### PROMPT 1
List every place name that appears in the review of the novel below.

Last year, In the Language of Remembering: The Inheritance of Partition explored the legacy of the Partition, the ways in which it is remembered by its descendants and the stories and the silences passed down.

Malhotra’s debut novel, The Book of Everlasting Things is firmly set in her domain and has thus been eagerly awaited — it was assumed to be based on years of feelings accumulated while collecting oral histories and research.

The plot had all the makings of a hit: perfume, calligraphy and love.

Here’s what happens: Samir and Firdaus are children when they fall in love. He’s a young apprentice at his family’s ittar shop; she at her father’s calligraphy studio. Their blossoming love story was cut short by the Partition when “two hearts broke, like the fragments of a newly divided land.”

472pp, Rs799; HarperCollins

Over the rest of the novel, traumatized by Partition, Samir tries to escape his grief and trauma by moving to Paris and then, for a long time, to Grasse, the perfume capital of the world, where he, once again, becomes a perfumer’s apprentice. In France, “in self-inflicted exile, following the impulses of his nose,” he learns of his inheritance. His uncle had served in the First World War, he had returned to Lahore with silent trauma and the art of perfumery. Samir was born gifted with a perfumer’s nose — his uncle had acquired one — and so they shared a special bond. In France, Samir is is consumed by his uncle’s secret journals documenting the horrors of the war — this forms a somewhat strong and substantial section of the book.

### STORED DATA
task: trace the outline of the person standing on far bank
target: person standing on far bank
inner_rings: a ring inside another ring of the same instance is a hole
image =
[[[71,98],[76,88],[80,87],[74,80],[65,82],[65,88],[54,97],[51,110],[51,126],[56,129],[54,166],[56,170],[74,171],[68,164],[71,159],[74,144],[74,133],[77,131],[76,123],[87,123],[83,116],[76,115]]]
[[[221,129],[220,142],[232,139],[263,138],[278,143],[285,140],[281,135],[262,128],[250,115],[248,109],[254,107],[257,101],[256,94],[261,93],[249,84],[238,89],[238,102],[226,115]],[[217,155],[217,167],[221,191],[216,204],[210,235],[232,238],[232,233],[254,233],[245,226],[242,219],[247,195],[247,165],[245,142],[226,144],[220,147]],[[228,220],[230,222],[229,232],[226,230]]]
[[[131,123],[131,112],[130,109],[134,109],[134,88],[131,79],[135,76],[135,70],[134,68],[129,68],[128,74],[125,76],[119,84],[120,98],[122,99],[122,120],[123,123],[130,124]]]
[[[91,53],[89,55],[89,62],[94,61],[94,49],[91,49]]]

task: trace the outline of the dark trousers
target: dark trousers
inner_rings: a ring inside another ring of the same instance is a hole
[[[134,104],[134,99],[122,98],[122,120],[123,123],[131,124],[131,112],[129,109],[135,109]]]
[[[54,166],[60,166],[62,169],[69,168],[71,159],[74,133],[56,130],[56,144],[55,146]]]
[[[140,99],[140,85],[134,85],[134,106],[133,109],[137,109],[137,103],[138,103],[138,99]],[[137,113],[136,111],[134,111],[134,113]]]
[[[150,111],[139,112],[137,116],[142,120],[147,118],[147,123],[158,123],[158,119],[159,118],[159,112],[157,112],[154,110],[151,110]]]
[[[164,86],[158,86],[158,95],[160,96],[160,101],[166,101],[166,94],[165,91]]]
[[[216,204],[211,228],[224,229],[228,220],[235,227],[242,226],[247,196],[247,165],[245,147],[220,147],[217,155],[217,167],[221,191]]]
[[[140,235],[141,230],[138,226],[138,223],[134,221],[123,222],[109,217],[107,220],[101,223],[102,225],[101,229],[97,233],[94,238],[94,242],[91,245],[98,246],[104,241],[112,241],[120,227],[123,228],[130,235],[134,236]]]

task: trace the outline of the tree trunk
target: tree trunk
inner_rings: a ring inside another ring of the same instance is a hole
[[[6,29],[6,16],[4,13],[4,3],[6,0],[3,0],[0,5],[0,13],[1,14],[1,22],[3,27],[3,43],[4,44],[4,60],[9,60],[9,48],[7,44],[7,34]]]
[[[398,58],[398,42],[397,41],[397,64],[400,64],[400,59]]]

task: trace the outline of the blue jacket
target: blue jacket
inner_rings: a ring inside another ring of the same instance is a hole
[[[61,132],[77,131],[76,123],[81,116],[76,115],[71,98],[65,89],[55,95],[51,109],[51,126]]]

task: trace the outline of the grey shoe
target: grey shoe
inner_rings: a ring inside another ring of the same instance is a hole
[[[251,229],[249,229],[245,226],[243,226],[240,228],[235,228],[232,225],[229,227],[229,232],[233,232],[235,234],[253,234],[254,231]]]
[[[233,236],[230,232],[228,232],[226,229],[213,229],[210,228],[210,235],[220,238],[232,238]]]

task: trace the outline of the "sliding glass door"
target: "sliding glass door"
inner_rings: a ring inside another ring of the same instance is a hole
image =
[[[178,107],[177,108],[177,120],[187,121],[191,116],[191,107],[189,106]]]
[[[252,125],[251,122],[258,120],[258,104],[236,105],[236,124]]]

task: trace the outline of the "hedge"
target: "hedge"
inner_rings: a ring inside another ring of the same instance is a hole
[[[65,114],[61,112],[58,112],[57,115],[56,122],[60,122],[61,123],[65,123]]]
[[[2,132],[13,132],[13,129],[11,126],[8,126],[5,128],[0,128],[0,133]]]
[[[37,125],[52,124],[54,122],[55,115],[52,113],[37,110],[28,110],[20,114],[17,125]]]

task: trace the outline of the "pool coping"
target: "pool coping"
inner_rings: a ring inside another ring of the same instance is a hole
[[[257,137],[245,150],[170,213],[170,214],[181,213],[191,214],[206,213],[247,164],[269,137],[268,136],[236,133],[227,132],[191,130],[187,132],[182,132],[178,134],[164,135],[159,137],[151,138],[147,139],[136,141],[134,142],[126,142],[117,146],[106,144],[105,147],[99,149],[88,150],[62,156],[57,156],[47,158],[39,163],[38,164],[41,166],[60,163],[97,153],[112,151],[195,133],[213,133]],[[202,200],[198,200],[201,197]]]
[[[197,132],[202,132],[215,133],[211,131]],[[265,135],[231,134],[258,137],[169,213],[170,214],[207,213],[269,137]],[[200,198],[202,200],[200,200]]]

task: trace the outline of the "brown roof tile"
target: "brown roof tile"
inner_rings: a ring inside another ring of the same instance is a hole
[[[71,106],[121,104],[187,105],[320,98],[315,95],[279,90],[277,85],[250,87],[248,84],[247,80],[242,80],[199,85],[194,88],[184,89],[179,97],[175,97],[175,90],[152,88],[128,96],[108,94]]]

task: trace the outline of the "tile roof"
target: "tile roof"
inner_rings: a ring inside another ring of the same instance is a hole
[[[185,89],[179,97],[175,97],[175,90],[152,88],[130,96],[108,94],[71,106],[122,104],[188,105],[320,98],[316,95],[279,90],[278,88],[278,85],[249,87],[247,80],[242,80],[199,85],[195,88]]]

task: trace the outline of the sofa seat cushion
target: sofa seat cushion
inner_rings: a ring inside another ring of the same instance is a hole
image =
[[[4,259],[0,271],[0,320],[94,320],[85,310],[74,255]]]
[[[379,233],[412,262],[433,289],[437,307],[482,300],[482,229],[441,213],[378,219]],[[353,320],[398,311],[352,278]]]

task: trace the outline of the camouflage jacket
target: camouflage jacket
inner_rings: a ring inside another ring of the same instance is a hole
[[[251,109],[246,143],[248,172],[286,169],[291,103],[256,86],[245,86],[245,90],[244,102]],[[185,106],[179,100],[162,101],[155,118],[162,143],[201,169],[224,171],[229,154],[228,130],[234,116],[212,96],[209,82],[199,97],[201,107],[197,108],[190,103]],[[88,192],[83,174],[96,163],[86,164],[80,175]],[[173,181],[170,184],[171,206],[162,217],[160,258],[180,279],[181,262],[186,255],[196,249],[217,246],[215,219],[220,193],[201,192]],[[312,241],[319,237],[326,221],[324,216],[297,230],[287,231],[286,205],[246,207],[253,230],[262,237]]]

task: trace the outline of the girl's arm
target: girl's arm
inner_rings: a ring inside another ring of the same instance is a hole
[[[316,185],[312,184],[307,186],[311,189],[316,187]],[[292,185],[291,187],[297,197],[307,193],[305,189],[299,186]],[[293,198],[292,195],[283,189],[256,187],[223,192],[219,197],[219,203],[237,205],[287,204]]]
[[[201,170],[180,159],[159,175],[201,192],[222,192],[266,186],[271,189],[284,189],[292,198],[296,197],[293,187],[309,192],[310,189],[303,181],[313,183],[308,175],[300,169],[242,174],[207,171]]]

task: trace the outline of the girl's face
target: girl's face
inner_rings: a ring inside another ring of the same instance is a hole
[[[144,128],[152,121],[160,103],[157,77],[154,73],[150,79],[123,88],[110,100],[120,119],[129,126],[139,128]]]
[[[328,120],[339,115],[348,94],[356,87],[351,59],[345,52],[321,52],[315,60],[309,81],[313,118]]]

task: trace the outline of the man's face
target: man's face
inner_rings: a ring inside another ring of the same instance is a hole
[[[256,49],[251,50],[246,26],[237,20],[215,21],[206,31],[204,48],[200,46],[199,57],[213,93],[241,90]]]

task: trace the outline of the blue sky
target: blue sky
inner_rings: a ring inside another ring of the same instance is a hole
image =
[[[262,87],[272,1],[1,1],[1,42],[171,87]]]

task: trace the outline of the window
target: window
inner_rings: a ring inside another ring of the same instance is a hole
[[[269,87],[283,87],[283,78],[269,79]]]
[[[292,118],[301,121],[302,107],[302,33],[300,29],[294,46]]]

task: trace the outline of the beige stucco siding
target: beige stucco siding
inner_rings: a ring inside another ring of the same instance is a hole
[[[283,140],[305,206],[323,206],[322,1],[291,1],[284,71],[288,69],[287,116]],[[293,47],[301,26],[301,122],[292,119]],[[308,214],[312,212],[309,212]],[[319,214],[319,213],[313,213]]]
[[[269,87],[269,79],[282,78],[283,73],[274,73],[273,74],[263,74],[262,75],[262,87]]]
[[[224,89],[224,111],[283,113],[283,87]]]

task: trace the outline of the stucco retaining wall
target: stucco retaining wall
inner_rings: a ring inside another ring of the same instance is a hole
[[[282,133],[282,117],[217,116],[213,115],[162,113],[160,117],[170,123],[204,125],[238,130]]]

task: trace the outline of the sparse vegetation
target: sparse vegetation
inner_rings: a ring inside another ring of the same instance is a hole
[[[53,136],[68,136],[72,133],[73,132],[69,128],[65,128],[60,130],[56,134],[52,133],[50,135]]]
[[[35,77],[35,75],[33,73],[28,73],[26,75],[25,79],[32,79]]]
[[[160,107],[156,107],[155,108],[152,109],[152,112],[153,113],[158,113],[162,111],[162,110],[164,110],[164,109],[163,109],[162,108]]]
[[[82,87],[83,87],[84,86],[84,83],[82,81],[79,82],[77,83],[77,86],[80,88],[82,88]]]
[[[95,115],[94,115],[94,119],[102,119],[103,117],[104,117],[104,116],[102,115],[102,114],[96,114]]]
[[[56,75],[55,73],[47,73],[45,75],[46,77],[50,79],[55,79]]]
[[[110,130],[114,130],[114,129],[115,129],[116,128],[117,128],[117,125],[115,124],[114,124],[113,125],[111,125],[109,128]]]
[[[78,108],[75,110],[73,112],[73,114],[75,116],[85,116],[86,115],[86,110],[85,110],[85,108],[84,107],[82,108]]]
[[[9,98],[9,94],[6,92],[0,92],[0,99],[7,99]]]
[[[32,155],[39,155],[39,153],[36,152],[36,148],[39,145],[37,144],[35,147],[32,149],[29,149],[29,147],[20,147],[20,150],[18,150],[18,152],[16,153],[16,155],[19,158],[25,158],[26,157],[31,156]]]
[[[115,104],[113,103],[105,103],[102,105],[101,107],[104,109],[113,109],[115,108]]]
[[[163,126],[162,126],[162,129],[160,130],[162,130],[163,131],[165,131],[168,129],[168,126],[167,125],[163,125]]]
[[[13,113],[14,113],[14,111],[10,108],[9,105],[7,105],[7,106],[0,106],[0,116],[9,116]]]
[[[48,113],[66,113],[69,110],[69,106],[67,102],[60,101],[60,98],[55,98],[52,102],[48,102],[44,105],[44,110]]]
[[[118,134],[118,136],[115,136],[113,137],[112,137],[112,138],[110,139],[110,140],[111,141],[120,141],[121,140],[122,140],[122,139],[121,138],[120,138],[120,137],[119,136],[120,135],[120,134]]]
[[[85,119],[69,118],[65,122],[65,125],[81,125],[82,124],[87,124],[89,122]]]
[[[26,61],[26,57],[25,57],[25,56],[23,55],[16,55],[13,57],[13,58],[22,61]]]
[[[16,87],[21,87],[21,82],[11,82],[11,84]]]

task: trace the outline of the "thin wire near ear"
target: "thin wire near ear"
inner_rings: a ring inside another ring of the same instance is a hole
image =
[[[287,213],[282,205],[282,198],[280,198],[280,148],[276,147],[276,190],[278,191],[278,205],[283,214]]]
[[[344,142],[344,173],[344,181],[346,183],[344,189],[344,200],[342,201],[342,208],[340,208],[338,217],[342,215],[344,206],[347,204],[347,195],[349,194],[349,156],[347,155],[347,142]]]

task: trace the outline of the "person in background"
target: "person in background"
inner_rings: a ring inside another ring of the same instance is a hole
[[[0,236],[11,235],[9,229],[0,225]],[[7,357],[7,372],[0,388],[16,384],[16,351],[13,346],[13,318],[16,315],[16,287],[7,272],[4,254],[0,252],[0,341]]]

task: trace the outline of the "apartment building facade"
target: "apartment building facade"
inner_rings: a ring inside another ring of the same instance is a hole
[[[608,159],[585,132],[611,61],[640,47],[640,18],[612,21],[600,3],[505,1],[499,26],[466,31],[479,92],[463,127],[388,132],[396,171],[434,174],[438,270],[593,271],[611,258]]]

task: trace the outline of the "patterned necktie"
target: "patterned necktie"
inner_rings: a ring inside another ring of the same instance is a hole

### PROMPT 2
Please return the records above, from their first line up to and including the line that contains "[[[91,53],[89,55],[89,62],[94,61],[94,49],[91,49]]]".

### TASK OUTPUT 1
Paris, Grasse, France, Lahore

### TASK OUTPUT 2
task: trace the outline of the person standing on far bank
target: person standing on far bank
inner_rings: a ring inside another ring of the same instance is a hole
image =
[[[71,98],[76,88],[80,87],[74,80],[65,82],[65,88],[54,97],[51,110],[51,126],[56,129],[54,166],[56,170],[74,171],[68,164],[71,159],[74,144],[74,133],[77,131],[76,123],[87,123],[83,116],[76,115]]]
[[[221,129],[220,142],[232,139],[263,138],[278,143],[285,140],[281,135],[262,128],[250,115],[248,109],[254,107],[257,101],[256,94],[261,93],[249,84],[238,89],[238,102],[226,115]],[[217,155],[217,167],[221,191],[216,204],[210,235],[232,238],[232,233],[254,233],[245,226],[242,219],[247,195],[247,165],[245,142],[226,144],[220,147]],[[228,220],[230,222],[229,232],[226,230]]]
[[[131,123],[131,112],[130,109],[134,109],[134,88],[131,79],[135,76],[135,70],[134,68],[129,68],[128,74],[125,76],[119,84],[120,98],[122,99],[122,120],[123,123],[130,124]]]
[[[91,53],[89,55],[89,62],[94,61],[94,49],[91,49]]]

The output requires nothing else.